Wednesday, March 16, 2005


The Resume (A Random Anecdote)

The Boy Detective (in spite of himself)
Job #1: Boy Detective

The Last Mystery

Of course, as always happens in life, when you do something you think is pretty cool and a big deal, no one else seems to think so. Most just go right on with their lives. The few who do take notice tend to do so for the wrong reasons. Or they notice the wrong things and are impressed--for better or worse--with minutia.

Take my mom, for instance, who was--I thought--unnecessarily obsessed with the fact that I had lost my book bag (and thought it suspicious that I had not also lost my books. Dang, Ma, who's the detective in this family, anyway?). I couldn't tell her what really happened, so I told her the first thing I could think of, and it was about as close to the truth as I could get: I said I had left it on the bus. (On the bus, on the barbed wire fence surrounding the bus, it all comes down to the same thing, right?)

Records from a dataset:
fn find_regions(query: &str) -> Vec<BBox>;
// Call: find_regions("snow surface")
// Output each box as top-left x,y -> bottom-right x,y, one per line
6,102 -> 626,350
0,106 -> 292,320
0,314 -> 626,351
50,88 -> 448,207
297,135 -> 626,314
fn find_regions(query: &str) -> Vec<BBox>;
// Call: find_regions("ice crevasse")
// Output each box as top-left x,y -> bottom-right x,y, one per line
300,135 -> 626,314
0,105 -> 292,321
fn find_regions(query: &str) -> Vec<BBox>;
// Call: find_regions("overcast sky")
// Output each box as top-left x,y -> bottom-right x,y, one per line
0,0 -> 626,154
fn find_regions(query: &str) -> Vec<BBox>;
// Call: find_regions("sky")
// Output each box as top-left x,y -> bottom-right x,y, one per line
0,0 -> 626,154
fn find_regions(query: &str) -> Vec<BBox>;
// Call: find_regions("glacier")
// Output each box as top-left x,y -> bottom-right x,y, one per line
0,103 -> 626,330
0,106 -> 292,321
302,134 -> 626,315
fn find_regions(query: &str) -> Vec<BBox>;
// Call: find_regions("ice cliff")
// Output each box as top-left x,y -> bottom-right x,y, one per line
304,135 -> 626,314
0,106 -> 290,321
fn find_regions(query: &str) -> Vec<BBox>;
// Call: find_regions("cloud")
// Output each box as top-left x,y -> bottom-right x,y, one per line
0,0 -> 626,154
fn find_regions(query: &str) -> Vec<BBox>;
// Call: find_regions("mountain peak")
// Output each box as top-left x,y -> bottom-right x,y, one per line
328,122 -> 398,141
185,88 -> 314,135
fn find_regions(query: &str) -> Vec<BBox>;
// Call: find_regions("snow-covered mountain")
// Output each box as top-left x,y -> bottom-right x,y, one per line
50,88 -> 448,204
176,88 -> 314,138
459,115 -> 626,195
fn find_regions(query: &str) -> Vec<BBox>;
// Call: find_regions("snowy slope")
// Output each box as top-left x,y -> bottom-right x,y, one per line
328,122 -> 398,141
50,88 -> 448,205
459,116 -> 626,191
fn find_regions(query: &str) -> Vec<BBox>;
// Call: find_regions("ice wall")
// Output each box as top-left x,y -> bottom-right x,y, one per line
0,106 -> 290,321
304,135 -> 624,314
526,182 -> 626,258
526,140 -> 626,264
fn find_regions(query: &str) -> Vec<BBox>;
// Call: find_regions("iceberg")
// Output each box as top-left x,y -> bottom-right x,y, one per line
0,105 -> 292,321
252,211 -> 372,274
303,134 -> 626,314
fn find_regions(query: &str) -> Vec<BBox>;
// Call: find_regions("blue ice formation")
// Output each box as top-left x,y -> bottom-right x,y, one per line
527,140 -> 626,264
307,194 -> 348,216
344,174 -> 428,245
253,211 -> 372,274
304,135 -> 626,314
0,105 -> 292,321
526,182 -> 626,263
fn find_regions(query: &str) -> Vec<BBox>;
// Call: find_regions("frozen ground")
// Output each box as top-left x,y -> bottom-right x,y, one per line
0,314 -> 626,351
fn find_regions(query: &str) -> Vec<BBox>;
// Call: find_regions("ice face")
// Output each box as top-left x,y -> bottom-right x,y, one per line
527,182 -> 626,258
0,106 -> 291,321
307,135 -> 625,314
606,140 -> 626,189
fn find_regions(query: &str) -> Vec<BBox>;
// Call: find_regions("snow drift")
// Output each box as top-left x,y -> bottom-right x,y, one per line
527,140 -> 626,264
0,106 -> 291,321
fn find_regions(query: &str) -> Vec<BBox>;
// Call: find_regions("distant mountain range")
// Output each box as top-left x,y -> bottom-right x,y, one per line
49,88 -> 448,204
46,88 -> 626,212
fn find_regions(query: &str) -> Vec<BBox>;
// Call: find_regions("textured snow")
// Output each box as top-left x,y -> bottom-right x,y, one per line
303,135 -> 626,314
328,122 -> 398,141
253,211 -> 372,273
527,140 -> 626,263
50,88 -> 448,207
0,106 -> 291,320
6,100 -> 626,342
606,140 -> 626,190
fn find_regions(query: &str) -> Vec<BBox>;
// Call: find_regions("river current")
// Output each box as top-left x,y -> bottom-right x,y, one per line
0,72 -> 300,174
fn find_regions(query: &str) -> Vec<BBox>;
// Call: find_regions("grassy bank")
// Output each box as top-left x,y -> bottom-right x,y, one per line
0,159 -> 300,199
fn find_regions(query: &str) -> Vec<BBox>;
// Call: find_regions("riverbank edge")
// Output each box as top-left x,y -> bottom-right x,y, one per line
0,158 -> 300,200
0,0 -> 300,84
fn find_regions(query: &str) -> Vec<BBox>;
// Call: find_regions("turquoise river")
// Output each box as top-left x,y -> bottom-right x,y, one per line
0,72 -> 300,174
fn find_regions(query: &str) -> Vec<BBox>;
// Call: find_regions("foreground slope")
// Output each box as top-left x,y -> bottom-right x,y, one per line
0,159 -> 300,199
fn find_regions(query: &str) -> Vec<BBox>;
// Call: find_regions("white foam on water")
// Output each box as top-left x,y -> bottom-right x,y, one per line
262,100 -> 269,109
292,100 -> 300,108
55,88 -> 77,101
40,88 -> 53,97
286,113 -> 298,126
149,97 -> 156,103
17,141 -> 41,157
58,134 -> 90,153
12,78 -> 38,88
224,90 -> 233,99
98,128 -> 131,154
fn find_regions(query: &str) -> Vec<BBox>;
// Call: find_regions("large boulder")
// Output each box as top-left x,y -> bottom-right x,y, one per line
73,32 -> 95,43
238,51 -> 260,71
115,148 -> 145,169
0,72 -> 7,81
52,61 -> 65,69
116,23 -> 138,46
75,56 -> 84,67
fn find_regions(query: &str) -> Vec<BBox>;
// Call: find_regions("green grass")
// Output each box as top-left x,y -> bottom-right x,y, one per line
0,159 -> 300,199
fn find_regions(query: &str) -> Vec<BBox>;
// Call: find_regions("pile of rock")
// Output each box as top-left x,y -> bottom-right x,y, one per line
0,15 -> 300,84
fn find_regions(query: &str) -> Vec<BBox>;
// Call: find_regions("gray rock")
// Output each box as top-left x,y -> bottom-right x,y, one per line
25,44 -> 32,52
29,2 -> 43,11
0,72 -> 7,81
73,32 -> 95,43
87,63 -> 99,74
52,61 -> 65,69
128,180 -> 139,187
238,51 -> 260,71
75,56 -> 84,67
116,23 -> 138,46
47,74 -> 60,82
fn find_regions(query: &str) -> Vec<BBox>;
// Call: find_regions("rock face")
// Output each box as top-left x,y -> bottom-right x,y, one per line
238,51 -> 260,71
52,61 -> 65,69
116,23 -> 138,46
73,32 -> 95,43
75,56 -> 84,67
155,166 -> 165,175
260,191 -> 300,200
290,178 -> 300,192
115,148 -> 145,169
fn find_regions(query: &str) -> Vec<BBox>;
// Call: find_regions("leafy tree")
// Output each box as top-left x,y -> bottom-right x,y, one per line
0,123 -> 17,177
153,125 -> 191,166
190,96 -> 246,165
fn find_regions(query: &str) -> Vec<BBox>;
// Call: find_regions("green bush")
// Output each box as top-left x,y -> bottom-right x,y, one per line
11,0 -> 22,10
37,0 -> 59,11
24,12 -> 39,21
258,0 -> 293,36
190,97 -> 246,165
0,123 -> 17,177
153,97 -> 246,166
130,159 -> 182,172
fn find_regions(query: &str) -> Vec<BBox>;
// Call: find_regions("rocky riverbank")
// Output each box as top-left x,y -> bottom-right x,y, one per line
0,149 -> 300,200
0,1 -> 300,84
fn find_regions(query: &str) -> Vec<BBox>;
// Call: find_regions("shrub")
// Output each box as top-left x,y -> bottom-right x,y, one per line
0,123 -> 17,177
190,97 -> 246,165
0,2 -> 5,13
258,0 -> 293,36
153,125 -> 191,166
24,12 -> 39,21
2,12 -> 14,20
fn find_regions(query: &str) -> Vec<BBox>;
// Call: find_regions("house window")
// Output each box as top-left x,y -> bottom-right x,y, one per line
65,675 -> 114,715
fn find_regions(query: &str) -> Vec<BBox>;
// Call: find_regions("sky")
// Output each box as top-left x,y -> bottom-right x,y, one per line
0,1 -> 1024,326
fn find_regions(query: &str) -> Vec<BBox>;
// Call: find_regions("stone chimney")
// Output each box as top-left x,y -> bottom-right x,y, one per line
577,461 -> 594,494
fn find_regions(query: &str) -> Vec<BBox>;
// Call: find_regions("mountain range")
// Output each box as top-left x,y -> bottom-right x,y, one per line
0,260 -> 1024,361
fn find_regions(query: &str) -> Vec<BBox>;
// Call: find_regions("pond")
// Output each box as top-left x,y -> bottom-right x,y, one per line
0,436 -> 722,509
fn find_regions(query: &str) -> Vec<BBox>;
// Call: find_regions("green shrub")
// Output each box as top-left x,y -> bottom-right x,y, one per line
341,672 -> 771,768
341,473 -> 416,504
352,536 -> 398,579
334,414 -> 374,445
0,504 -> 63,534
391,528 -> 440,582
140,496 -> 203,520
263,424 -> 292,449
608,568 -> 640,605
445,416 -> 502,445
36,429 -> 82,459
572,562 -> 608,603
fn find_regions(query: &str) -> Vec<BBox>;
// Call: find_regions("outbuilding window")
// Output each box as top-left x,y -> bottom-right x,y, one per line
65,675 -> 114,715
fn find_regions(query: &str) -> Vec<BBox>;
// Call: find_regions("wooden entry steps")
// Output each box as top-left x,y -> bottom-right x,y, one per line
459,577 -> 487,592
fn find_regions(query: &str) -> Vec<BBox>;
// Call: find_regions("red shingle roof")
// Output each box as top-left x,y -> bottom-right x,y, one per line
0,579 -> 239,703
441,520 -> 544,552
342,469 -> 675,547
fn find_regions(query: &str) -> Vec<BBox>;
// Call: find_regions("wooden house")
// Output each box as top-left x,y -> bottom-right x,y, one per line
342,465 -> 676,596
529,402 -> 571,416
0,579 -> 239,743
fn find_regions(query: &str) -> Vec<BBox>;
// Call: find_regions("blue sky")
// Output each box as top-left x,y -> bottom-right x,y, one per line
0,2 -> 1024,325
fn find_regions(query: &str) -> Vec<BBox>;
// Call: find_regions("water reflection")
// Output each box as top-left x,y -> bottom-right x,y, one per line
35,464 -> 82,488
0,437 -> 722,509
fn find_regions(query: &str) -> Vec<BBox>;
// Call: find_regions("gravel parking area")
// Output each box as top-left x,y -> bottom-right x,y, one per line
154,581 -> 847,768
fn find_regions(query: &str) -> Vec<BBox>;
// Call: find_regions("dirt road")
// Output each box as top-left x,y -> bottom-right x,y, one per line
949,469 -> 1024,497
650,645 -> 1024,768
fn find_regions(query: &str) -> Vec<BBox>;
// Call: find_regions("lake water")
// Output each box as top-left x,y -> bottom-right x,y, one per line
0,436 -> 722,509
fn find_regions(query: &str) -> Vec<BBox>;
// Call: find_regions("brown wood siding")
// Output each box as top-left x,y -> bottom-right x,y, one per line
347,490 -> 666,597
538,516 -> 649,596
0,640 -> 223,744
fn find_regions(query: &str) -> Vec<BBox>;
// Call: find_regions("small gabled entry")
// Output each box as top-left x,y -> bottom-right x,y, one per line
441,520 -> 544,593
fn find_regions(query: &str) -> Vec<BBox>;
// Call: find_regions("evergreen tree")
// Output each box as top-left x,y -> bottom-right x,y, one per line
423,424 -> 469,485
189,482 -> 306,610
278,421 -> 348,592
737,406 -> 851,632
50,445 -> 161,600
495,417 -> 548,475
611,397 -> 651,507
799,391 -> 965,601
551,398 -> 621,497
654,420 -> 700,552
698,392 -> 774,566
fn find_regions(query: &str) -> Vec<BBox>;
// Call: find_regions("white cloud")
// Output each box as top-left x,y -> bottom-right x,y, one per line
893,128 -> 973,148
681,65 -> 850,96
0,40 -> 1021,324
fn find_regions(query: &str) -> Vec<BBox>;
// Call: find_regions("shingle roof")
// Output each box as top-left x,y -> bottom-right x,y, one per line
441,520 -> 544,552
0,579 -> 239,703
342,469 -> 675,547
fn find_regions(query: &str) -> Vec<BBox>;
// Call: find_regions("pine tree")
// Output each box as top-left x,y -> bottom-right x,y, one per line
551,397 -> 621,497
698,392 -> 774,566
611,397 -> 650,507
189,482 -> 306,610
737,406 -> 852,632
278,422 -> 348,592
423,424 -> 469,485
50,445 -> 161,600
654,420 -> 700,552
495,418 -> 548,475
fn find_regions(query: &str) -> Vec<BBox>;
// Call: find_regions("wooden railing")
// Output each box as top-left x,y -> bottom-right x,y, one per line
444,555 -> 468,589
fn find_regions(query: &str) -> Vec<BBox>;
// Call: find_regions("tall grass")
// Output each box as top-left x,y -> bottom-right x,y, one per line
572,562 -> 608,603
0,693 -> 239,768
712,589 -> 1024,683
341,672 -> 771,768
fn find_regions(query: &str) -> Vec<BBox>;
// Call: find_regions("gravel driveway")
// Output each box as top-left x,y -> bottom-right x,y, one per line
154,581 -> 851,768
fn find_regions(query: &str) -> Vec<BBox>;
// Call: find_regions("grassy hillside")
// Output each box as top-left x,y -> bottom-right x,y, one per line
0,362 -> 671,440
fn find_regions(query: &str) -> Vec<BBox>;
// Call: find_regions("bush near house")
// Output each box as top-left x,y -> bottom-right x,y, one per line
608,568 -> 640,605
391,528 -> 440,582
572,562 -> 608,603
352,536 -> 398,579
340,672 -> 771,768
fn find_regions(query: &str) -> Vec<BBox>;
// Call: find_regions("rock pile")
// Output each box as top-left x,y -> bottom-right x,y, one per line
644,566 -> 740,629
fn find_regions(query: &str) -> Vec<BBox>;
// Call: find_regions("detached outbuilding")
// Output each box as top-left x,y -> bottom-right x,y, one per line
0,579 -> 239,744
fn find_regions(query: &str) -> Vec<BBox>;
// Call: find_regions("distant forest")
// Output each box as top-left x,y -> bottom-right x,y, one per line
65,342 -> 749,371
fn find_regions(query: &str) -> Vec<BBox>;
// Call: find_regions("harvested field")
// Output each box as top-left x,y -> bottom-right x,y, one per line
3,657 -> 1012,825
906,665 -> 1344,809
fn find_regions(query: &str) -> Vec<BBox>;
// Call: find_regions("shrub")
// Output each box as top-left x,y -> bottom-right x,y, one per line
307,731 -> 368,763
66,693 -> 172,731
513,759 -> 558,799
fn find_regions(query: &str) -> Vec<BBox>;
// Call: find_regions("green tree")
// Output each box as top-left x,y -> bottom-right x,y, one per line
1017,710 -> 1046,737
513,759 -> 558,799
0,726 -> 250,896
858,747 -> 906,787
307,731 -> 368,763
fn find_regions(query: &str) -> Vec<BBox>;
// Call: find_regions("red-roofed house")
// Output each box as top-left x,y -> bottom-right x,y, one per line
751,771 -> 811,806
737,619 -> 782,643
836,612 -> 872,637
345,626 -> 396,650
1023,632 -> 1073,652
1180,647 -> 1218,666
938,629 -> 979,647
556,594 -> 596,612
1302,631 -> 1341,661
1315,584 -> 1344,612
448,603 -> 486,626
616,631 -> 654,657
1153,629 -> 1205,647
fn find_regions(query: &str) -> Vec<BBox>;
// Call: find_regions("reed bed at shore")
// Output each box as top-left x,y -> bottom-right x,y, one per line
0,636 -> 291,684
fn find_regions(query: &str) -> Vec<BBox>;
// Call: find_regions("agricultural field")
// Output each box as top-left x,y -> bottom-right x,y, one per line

▶ **To-do list**:
A) Retype part of the blog post, starting at "The Last Mystery" and stopping after "same thing, right?)".
B) In the blog post, where did the writer tell their mom the book bag had been left?
These records come from a separate source.

▶ **Solved problems**:
A)
The Last Mystery

Of course, as always happens in life, when you do something you think is pretty cool and a big deal, no one else seems to think so. Most just go right on with their lives. The few who do take notice tend to do so for the wrong reasons. Or they notice the wrong things and are impressed--for better or worse--with minutia.

Take my mom, for instance, who was--I thought--unnecessarily obsessed with the fact that I had lost my book bag (and thought it suspicious that I had not also lost my books. Dang, Ma, who's the detective in this family, anyway?). I couldn't tell her what really happened, so I told her the first thing I could think of, and it was about as close to the truth as I could get: I said I had left it on the bus. (On the bus, on the barbed wire fence surrounding the bus, it all comes down to the same thing, right?)

B) On the bus.